* **EXERCISE DETAILS**: Rewrite everything from the line containing "Consider the photo above. Spot each instance of the metal" down to the end of the records, with "Spot" replaced by "Locate" and nothing else changed.

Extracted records
************

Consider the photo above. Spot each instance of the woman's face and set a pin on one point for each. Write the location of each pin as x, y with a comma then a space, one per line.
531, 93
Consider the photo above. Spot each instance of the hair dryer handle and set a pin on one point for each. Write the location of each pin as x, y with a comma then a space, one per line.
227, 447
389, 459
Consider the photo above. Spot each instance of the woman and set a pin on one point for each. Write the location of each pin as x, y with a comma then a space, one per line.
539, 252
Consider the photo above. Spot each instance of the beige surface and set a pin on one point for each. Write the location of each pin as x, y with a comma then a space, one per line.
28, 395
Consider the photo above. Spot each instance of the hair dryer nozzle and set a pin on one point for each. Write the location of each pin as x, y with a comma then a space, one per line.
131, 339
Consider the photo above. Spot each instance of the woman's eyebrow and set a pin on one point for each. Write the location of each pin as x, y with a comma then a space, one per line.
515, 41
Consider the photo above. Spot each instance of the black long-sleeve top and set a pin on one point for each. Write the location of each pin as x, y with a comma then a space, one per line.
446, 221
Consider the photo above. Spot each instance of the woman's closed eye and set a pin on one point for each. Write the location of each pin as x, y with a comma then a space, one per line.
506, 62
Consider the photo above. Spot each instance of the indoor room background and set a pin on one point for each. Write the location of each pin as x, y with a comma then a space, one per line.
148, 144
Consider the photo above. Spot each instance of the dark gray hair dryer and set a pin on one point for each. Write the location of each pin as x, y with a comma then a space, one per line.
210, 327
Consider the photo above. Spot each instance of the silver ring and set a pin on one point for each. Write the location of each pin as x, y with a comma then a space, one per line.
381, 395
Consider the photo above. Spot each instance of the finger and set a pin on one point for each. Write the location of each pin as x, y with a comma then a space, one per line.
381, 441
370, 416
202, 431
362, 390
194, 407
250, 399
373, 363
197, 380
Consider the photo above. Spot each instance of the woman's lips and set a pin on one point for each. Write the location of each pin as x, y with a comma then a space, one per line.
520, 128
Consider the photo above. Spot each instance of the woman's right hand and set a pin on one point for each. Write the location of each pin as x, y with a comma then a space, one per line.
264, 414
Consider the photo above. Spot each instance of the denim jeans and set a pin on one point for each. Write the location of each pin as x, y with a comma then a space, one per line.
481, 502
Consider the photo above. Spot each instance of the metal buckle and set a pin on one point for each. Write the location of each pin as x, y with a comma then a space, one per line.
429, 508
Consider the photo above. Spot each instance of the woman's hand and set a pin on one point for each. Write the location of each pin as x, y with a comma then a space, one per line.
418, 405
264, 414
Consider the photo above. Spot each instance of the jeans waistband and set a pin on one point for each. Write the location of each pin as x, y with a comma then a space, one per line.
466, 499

************

* **OUTPUT FOR THIS TASK**:
Consider the photo above. Locate each instance of the metal buckle and set a pin on one point for each. Write the location of each pin as x, y with a comma then a space, one per line.
429, 508
Consider the photo above. Locate each instance of the woman's hand and set a pin on one point for each. Write the location of each pin as x, y with a comma then a space, one per line.
418, 405
264, 414
Consider the photo above. Locate each instance of the jeans waistband and set a pin on one point for each. Write the location of each pin as x, y with a comma then a space, one per line.
466, 499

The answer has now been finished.